_Task description_
Write out the lines below exactly as they appear, from the line containing "woman's bare arm" through the end of the lines, including both ends.
Start of Working data
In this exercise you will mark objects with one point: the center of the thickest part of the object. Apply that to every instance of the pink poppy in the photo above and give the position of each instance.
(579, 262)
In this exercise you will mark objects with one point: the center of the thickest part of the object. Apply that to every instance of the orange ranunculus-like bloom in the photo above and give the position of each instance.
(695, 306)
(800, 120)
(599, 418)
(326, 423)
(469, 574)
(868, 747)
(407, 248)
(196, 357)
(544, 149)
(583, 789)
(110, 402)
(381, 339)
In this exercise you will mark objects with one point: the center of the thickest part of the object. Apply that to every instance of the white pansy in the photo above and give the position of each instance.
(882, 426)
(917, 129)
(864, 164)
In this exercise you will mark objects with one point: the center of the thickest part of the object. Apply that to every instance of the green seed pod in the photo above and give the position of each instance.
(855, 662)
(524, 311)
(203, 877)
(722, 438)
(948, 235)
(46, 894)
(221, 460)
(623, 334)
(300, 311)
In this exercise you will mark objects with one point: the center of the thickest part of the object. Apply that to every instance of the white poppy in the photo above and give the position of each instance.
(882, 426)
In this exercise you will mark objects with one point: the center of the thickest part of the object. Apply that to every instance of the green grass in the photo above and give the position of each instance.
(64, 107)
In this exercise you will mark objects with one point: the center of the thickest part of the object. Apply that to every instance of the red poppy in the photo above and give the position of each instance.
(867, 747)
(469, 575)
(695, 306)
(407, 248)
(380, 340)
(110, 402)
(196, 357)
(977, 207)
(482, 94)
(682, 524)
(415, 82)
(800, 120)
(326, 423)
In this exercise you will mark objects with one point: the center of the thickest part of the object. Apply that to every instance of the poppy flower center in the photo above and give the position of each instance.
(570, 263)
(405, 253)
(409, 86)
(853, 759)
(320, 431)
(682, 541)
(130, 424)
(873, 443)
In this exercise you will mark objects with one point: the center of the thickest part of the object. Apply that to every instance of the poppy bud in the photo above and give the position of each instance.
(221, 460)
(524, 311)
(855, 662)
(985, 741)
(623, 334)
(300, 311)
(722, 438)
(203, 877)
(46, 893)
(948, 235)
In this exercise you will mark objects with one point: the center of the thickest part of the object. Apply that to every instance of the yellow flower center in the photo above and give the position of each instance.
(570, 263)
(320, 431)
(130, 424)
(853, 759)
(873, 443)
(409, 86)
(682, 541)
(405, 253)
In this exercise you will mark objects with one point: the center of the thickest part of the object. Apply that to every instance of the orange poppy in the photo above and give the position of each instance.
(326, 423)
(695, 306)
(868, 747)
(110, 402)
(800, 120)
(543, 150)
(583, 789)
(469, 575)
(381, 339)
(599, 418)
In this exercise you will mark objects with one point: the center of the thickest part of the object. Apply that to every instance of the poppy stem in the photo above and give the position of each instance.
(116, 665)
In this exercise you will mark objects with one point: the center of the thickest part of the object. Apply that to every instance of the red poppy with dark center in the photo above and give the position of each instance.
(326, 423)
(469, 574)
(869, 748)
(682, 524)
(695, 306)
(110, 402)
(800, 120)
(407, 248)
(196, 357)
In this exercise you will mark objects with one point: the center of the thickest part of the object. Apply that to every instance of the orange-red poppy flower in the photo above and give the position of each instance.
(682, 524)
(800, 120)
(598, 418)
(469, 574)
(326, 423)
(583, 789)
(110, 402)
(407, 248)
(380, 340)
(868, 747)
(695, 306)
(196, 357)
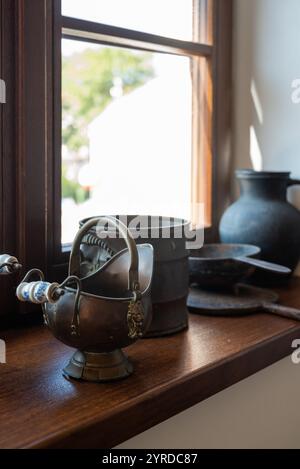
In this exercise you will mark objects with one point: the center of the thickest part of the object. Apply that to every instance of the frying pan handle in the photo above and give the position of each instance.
(293, 182)
(74, 265)
(280, 269)
(284, 311)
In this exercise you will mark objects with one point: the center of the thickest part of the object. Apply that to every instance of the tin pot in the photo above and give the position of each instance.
(262, 216)
(170, 285)
(101, 313)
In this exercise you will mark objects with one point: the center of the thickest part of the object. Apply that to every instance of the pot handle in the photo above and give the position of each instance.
(293, 182)
(74, 265)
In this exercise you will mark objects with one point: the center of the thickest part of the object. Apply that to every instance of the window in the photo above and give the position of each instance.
(67, 151)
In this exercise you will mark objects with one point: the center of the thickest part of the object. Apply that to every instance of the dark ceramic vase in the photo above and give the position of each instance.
(263, 217)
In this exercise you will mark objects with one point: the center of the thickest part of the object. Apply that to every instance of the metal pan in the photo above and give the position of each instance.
(243, 301)
(223, 265)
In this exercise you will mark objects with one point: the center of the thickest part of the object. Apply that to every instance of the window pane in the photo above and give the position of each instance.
(171, 18)
(126, 128)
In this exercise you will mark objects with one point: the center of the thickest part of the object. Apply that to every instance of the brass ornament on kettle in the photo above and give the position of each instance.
(98, 313)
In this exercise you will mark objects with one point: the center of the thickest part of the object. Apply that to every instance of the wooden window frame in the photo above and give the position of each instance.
(31, 155)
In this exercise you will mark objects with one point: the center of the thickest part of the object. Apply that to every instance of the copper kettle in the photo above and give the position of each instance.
(99, 313)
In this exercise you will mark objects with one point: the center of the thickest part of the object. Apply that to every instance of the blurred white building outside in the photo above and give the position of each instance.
(140, 151)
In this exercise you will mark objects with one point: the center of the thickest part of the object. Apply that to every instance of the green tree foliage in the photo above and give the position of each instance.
(88, 78)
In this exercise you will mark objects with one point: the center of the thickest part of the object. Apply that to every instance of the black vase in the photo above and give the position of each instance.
(262, 216)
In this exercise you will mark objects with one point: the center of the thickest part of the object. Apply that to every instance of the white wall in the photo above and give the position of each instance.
(262, 411)
(267, 61)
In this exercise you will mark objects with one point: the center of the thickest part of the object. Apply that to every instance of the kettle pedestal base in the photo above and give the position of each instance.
(99, 367)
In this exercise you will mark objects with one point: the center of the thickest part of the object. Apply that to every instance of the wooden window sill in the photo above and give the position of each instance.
(39, 408)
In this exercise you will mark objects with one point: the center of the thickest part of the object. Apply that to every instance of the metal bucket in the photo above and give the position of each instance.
(170, 284)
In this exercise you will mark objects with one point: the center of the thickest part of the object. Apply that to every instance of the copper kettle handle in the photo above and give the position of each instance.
(74, 265)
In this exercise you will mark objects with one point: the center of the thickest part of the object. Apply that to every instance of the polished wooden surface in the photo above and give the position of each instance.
(41, 408)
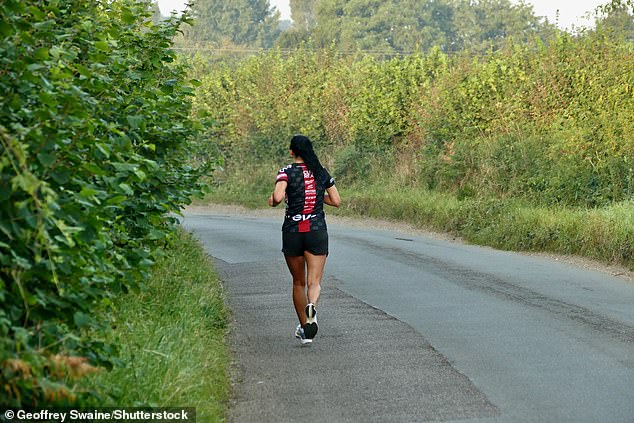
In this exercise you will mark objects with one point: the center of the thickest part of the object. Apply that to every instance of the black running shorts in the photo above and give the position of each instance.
(295, 243)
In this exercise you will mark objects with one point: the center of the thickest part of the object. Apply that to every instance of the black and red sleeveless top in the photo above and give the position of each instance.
(304, 198)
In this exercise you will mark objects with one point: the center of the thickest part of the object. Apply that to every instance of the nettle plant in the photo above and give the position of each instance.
(95, 137)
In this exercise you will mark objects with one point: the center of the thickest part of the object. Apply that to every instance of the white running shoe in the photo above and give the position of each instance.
(310, 328)
(299, 334)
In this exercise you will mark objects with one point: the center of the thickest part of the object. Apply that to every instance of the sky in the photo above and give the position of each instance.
(571, 12)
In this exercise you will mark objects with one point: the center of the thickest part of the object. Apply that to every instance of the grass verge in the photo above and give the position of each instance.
(171, 338)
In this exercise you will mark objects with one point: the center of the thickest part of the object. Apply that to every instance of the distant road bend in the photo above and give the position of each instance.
(418, 329)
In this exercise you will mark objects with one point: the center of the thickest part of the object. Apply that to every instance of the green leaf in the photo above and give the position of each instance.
(82, 320)
(102, 46)
(41, 53)
(135, 121)
(126, 188)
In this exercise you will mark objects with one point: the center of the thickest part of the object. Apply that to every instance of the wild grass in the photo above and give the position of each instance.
(171, 338)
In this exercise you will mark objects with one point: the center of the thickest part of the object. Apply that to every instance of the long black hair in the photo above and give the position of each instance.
(302, 146)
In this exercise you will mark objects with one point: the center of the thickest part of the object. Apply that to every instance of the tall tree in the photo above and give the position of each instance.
(237, 22)
(487, 24)
(406, 25)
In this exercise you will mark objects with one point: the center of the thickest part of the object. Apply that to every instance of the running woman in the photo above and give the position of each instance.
(306, 186)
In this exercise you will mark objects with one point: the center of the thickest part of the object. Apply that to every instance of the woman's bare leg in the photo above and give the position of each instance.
(297, 267)
(315, 270)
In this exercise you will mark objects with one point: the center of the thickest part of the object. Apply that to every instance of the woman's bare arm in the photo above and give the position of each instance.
(279, 193)
(331, 197)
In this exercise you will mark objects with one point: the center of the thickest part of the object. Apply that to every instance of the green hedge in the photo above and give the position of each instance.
End of Working data
_Answer_
In this exercise you will mark objects with one point: the center of the thickest part of the object. Apply that to every instance of the woman's bare arm in the photo above and give the position of each instance.
(279, 193)
(331, 197)
In this exercise you will mark objects with one point: the center of the thickest part of the object. Apply that to every instance of the green hedge in the photo above and give the position of each instance.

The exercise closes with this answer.